Goal
Show each row below that contains the word "slice". Case matters.
── Source material ──
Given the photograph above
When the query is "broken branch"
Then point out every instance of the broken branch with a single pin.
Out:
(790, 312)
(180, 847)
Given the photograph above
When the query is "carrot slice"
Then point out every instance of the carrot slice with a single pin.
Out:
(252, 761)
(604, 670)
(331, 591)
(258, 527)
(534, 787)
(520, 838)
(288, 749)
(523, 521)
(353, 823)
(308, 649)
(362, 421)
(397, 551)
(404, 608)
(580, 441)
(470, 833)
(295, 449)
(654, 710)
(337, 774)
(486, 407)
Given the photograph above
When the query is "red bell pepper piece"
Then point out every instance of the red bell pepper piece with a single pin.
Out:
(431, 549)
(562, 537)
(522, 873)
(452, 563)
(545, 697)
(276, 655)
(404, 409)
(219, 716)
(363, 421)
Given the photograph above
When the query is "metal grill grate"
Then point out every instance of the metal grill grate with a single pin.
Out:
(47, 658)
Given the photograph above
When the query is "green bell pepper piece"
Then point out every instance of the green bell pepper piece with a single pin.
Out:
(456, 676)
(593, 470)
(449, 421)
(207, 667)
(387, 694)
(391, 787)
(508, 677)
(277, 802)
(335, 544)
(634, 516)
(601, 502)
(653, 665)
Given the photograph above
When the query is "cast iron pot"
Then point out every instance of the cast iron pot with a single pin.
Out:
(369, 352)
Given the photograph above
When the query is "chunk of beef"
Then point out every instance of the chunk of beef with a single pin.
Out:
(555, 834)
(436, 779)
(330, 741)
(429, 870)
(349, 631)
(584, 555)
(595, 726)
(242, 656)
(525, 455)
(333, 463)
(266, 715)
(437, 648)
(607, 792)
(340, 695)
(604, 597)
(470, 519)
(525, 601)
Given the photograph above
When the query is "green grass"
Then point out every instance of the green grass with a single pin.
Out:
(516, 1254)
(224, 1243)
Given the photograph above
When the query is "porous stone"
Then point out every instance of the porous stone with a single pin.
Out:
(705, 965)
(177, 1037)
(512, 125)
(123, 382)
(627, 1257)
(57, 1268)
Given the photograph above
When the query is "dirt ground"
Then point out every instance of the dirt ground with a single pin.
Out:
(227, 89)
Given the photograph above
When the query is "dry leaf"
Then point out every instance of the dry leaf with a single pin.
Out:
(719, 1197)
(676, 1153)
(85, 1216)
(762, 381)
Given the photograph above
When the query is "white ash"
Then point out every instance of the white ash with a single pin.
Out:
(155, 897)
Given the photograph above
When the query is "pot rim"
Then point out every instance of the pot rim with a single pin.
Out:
───
Solution below
When the query is "carrot slice"
Then point out every instance of the carrot slice with a single pin.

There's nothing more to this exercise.